** WORK TO COMPLETE **
1. Answer these questions using the abstract on dealloying Ti6Al4V:
(a) Which element does the process selectively dissolve from the alloy surface?
(b) What method was used to analyze the removal of that element and the thickness of the porous layer?
(c) Which three results implied that the porous structure promotes osteogenic differentiation of cells?
2. Decide whether each statement agrees with the abstract on dealloying Ti6Al4V. Answer yes or no, and quote the words from the abstract that decide it.
(a) Traditional porous making technologies follow a "downward growth" mode.
(b) Bioactivity was checked by co-cultivation with osteoblasts.
(c) The dealloyed porous layer has an obvious interface with the substrate.

** DOCUMENT SEGMENT **

Improvement on biosafety and bioactivity of Ti–6Al–4V alloys by construction the three-dimensional grid structure though electrochemical dealloying

Abstract

Bioactive porous structure coatings have received extensive attention because they can significantly improve the surface bioactivity of medical metal implants. However, traditional porous making technologies were restricted by the “upward growth” mode, with an obvious interface with the substrate, resulting in weak bonding and biological safety problems. This research innovatively proposed to selectively dissolve harmful Al element on the surface of Ti6Al4V alloy through an electrochemical dealloying process, forming a three-dimensional grid porous structure in situ on the surface, with the following three notable advantages: (1) The dealloying process was a “downward growth” mode, there was no obvious interface between the porous layer and the substrate, so the bond was firm; (2) The harmful element Al was effectively removed, and the biological safety was greatly improved; (3) The three-dimensional grid porous structure owned high-efficiency osteogenic activity, which solved the problem of Ti6Al4V biological inertness. The electrode potential and corrosion current density difference of metal elements were studied by electrochemical methods to analyze the corrosion and dissolution mechanism, the successful removal of the element Al, and the thickness of the porous layer were analyzed by XPS sputtering. Furthermore, the bioactivity was verified by co-cultivation with osteoblasts. Interestingly, the results of ALP expression, collagen secretion, and calcification all implied that the dealloyed porous structure could significantly promote the osteogenic differentiation of cells. Employing the electrochemical dealloying, a “subtractive” structure was formed on the surface of Ti6Al4V, which greatly improves the bioactivity and at the same time increased its osteogenic activity, which displayed extremely high research value and bright application value.

** DATA TO EXAMINE **
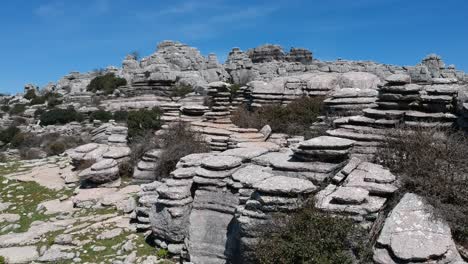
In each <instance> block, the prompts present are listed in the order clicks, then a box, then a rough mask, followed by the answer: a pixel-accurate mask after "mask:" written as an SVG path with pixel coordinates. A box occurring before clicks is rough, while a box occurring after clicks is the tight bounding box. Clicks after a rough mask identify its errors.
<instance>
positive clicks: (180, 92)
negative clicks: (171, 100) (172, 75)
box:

* * *

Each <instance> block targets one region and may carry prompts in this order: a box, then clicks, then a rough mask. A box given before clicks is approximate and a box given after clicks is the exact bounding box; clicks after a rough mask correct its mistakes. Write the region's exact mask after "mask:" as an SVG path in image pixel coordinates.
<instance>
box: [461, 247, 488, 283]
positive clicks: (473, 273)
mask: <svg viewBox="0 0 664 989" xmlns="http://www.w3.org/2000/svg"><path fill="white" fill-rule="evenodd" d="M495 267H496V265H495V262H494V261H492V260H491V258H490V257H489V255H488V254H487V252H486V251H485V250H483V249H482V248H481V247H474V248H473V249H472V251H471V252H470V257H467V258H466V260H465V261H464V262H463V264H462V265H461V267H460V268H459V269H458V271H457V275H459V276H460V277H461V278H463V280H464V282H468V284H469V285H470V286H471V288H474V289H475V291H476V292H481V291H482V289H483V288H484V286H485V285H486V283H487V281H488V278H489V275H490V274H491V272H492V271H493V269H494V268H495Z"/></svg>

---

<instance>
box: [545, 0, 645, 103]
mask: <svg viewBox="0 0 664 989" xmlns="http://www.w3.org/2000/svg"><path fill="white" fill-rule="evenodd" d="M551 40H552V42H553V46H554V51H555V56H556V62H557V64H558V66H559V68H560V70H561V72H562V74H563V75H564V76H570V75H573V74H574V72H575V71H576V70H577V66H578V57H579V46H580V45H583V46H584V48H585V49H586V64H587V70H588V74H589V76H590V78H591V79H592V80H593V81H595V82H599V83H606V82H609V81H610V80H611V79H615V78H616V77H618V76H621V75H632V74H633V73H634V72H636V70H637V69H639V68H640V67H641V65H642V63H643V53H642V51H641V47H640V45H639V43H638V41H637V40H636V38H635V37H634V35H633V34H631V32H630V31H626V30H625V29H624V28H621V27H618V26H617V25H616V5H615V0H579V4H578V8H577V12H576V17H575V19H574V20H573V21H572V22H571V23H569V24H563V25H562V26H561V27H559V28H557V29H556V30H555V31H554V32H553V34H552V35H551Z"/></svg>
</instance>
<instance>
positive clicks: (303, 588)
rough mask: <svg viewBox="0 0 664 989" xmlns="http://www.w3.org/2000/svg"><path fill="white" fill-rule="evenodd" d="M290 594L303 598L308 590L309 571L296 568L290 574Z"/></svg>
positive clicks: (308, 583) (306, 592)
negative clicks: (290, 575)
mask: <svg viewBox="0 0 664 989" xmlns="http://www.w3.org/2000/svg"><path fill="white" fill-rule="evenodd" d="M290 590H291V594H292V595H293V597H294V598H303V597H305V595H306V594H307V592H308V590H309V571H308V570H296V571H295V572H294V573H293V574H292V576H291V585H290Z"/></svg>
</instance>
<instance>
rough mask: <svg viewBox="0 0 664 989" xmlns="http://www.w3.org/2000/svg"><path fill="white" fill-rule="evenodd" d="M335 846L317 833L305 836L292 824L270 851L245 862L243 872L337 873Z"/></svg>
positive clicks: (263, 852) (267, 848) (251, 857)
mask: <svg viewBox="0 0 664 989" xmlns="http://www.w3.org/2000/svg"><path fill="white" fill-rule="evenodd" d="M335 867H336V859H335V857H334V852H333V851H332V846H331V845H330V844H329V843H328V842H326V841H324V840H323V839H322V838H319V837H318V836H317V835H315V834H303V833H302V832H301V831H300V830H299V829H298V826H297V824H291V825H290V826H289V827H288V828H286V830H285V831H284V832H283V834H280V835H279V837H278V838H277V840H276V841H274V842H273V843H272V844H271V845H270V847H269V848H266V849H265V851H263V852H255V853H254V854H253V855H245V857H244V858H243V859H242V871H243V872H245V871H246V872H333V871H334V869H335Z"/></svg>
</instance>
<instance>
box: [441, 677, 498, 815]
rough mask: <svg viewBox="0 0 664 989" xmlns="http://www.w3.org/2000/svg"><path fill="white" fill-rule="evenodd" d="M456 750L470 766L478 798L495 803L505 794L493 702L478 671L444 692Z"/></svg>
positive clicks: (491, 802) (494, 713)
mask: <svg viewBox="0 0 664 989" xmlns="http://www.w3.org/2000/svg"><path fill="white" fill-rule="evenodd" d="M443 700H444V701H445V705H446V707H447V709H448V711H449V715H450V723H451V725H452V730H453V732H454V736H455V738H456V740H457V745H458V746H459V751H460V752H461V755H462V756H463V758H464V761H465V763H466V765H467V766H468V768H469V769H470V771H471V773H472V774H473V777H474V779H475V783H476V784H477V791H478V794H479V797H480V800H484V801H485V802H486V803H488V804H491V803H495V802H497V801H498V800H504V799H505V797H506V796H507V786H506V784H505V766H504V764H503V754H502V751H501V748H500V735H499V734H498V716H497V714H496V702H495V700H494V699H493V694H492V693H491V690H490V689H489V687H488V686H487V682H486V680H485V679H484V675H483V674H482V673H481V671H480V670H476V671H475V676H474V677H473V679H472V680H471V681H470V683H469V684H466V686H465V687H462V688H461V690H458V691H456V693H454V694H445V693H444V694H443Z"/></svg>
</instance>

** ANSWERS BY ITEM NUMBER **
1.
(a) Al (aluminum).
(b) XPS sputtering.
(c) ALP expression, collagen secretion, and calcification.

2.
(a) No: "traditional porous making technologies were restricted by the “upward growth” mode"
(b) Yes: "the bioactivity was verified by co-cultivation with osteoblasts"
(c) No: "there was no obvious interface between the porous layer and the substrate"